**PROBLEMS:**
1 > Answer these questions about the real estate report:
(a) What date appears in the report's title line?
(b) According to the report, which events are now behind us?
(c) What does the report say the second direction would result in?
2 > Print the passage of the real estate report between "It has been" and "long-term budget plan.", inclusive.

**TEXT SECTION:**
⁂

Wednesday, February 20, 2013

February 20, 2013 Real Estate Report

February 20, 2013


 
Let The Duel Begin -- Again

It has been a few weeks since the politicians have rattled their sabers at each other and therefore we are due for increased rhetoric. With the State of the Union Address and response behind us, we now approach the deadline to head off draconian budget cuts. By now the markets may be immune to deadlines set by politicians. With the negotiations regarding the fiscal cliff fizzling out and the big fight focused upon raising the debt limit postponed quietly, many are again expecting the same result. We know that Congress may surprise us and the surprise could go in two directions. The first direction would result in both parties digging in their heels as the budget cuts go into effect. The second direction would be actual negotiations to attack the deficit with a balanced plan that would result in more reasonable cuts and a long-term budget plan.

⁂

(Point-based annotation data)

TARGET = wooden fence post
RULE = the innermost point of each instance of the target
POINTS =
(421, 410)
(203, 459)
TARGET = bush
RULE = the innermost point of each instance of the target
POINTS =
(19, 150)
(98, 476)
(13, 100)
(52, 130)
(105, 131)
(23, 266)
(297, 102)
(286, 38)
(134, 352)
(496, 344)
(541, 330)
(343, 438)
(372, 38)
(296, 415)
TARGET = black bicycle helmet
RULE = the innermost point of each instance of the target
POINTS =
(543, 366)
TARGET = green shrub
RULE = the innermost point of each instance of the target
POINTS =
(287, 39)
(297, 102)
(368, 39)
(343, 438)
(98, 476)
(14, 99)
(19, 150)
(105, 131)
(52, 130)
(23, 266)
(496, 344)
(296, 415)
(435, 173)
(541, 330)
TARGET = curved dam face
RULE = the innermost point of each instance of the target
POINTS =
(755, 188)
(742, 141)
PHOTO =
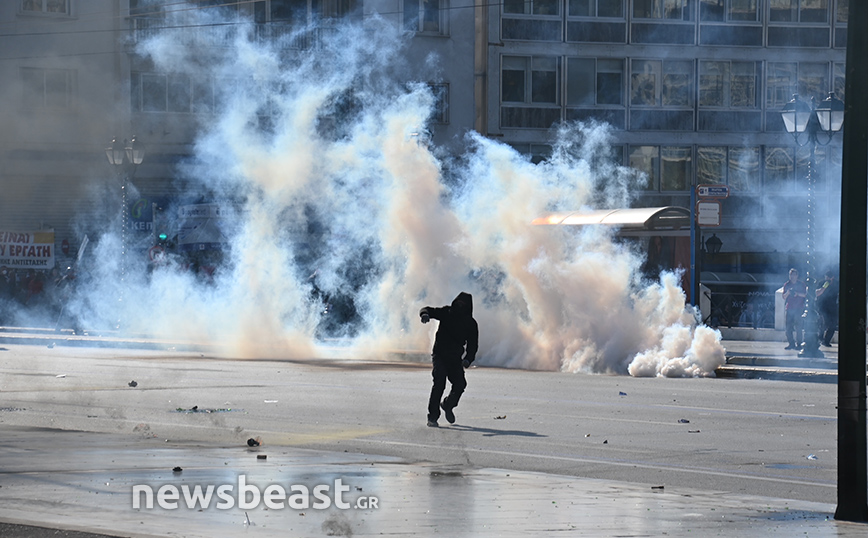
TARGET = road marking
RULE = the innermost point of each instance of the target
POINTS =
(706, 472)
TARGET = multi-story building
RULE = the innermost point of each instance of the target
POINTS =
(693, 90)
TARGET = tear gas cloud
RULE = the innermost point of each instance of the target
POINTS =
(338, 204)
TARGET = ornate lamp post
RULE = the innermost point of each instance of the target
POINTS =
(125, 157)
(812, 119)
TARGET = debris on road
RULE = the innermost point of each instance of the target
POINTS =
(195, 409)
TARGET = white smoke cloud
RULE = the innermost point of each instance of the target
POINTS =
(394, 229)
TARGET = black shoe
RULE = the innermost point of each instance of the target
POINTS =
(450, 416)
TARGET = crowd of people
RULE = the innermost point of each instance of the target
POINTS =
(795, 295)
(36, 293)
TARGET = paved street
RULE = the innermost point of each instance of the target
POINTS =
(531, 453)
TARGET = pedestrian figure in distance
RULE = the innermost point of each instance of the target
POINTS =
(457, 335)
(827, 307)
(795, 294)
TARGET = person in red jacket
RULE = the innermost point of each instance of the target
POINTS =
(457, 336)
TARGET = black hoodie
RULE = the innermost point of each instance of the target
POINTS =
(457, 328)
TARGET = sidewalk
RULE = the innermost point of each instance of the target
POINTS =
(90, 489)
(750, 353)
(760, 353)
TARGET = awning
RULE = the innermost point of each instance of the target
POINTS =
(636, 222)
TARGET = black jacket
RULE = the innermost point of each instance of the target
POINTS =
(457, 328)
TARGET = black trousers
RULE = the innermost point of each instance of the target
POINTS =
(446, 368)
(828, 326)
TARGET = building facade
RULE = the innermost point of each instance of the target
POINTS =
(692, 89)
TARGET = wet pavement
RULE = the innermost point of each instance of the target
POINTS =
(82, 482)
(90, 489)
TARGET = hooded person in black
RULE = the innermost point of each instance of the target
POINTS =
(457, 335)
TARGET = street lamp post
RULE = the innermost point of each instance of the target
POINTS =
(812, 119)
(125, 157)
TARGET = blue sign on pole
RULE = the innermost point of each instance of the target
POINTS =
(712, 191)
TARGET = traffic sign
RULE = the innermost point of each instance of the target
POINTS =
(708, 213)
(712, 191)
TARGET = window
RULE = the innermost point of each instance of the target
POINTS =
(744, 169)
(530, 79)
(428, 16)
(47, 89)
(729, 10)
(799, 10)
(595, 82)
(54, 7)
(668, 168)
(807, 79)
(666, 83)
(646, 159)
(440, 111)
(728, 84)
(536, 153)
(711, 164)
(779, 169)
(531, 7)
(738, 167)
(662, 9)
(158, 92)
(843, 11)
(676, 172)
(838, 79)
(596, 8)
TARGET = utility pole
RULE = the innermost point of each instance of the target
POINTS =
(852, 467)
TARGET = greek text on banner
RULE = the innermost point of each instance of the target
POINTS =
(27, 250)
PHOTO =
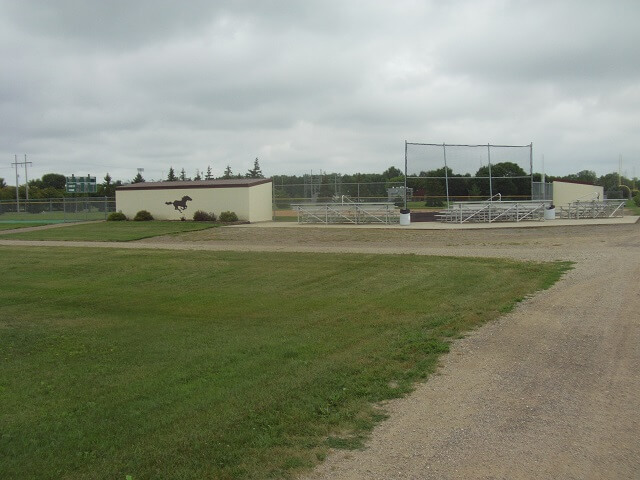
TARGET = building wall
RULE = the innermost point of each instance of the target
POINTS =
(251, 204)
(564, 193)
(261, 202)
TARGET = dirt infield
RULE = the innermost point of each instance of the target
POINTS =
(551, 390)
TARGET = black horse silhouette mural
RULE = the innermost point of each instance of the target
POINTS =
(180, 205)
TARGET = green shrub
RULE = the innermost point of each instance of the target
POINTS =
(228, 217)
(143, 216)
(116, 217)
(202, 216)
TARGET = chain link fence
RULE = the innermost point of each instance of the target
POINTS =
(56, 210)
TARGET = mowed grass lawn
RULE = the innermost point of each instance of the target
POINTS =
(11, 226)
(165, 364)
(110, 231)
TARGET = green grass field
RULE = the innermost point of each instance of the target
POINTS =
(53, 217)
(111, 231)
(191, 365)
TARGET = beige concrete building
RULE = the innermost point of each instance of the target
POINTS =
(566, 192)
(250, 199)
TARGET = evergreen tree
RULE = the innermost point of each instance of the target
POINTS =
(255, 172)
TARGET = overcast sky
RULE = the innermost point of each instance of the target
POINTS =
(112, 85)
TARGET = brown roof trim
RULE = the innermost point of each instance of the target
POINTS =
(187, 185)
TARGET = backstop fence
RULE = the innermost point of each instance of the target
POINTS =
(450, 170)
(56, 210)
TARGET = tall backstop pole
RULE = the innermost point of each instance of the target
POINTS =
(490, 179)
(531, 172)
(405, 174)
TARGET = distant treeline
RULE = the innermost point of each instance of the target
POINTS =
(425, 184)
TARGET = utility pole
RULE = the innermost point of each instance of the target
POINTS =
(26, 178)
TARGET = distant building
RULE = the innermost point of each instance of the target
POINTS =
(251, 199)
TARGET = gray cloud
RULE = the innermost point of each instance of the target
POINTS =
(111, 86)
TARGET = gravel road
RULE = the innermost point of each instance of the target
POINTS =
(549, 391)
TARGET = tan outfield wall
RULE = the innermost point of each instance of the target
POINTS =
(251, 200)
(565, 192)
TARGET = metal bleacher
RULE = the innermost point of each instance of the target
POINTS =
(494, 210)
(592, 209)
(347, 211)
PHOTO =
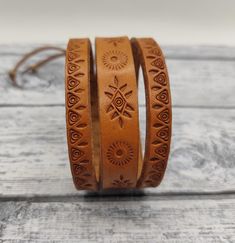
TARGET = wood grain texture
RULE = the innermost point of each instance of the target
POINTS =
(195, 80)
(162, 220)
(34, 158)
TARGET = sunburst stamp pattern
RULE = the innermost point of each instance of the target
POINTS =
(115, 60)
(120, 153)
(119, 107)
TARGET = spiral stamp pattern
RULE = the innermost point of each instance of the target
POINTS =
(77, 112)
(159, 103)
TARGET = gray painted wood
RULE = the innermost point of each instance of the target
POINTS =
(100, 221)
(34, 158)
(195, 202)
(195, 81)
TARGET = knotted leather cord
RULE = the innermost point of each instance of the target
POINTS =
(33, 68)
(146, 176)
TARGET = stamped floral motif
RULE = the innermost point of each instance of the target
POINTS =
(163, 96)
(115, 60)
(121, 182)
(120, 153)
(119, 108)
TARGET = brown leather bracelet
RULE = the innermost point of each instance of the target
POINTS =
(148, 54)
(118, 113)
(78, 113)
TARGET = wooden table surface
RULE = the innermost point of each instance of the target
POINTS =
(195, 202)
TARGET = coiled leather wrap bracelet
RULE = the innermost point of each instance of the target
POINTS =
(102, 113)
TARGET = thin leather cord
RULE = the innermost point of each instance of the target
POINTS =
(33, 68)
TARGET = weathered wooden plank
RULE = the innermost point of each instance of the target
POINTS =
(99, 221)
(194, 81)
(170, 51)
(34, 158)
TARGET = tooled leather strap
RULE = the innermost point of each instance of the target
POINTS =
(158, 108)
(118, 111)
(78, 113)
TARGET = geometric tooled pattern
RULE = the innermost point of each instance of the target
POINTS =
(163, 133)
(73, 117)
(76, 154)
(119, 107)
(158, 63)
(78, 169)
(80, 164)
(114, 60)
(163, 96)
(121, 182)
(160, 78)
(74, 136)
(73, 55)
(162, 150)
(164, 116)
(155, 51)
(72, 82)
(115, 41)
(120, 153)
(72, 68)
(72, 99)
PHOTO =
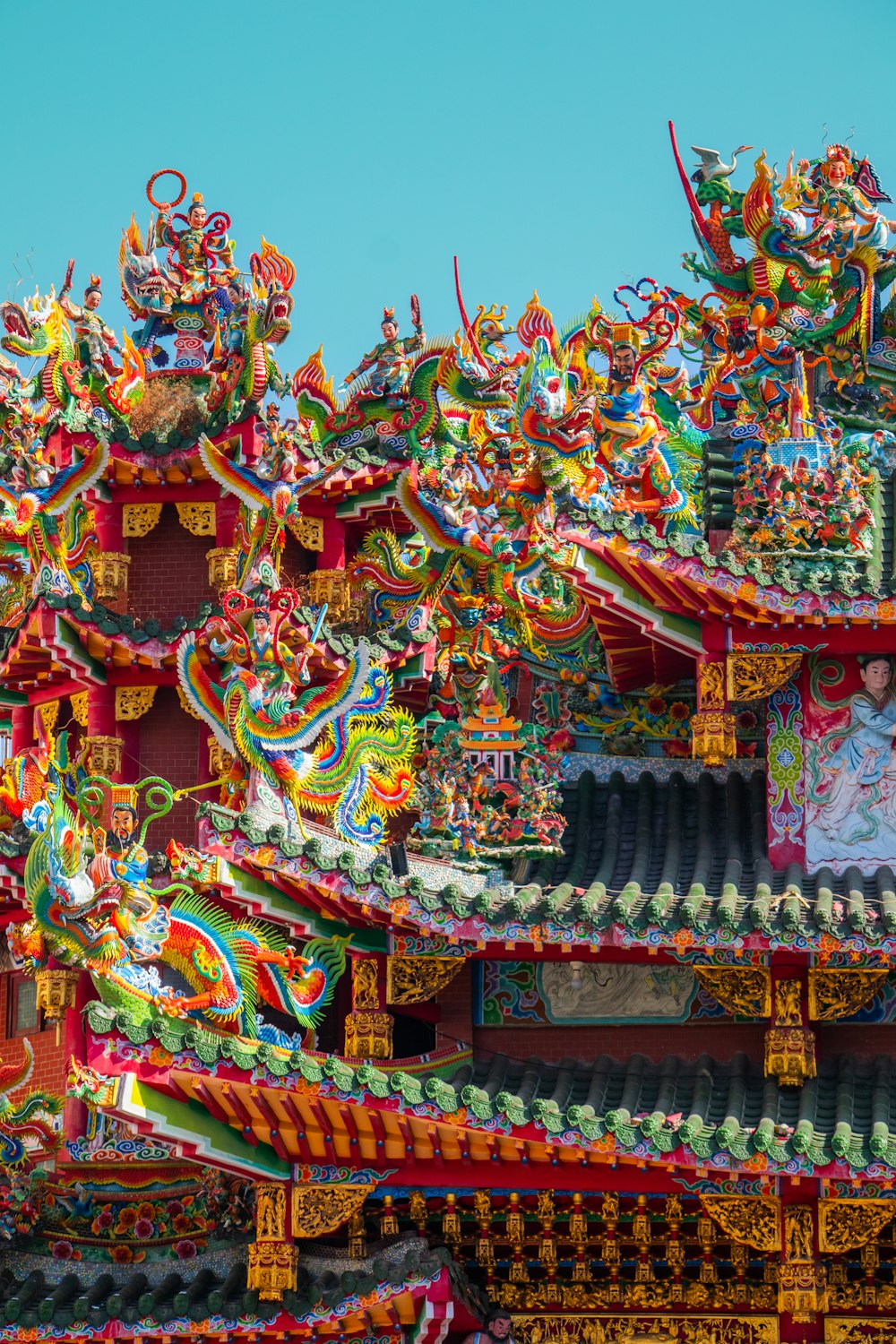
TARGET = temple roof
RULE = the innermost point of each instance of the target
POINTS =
(707, 1110)
(81, 1300)
(680, 865)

⁂

**THE SOLUTIONS:**
1 >
(a) February 20, 2013
(b) The State of the Union Address and the response
(c) More reasonable cuts and a long-term budget plan

2 >
It has been a few weeks since the politicians have rattled their sabers at each other and therefore we are due for increased rhetoric. With the State of the Union Address and response behind us, we now approach the deadline to head off draconian budget cuts. By now the markets may be immune to deadlines set by politicians. With the negotiations regarding the fiscal cliff fizzling out and the big fight focused upon raising the debt limit postponed quietly, many are again expecting the same result. We know that Congress may surprise us and the surprise could go in two directions. The first direction would result in both parties digging in their heels as the budget cuts go into effect. The second direction would be actual negotiations to attack the deficit with a balanced plan that would result in more reasonable cuts and a long-term budget plan.